Given task —
Please reproduce each of the entries below word for word, keeping every line unchanged.

────

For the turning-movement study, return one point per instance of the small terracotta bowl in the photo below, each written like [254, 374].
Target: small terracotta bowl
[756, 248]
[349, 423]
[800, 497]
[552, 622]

────

The result —
For the turning-movement study, return one point per instance of the small terracotta bowl in the photo below, each written like [254, 374].
Target: small terracotta bowl
[756, 248]
[349, 423]
[800, 497]
[552, 622]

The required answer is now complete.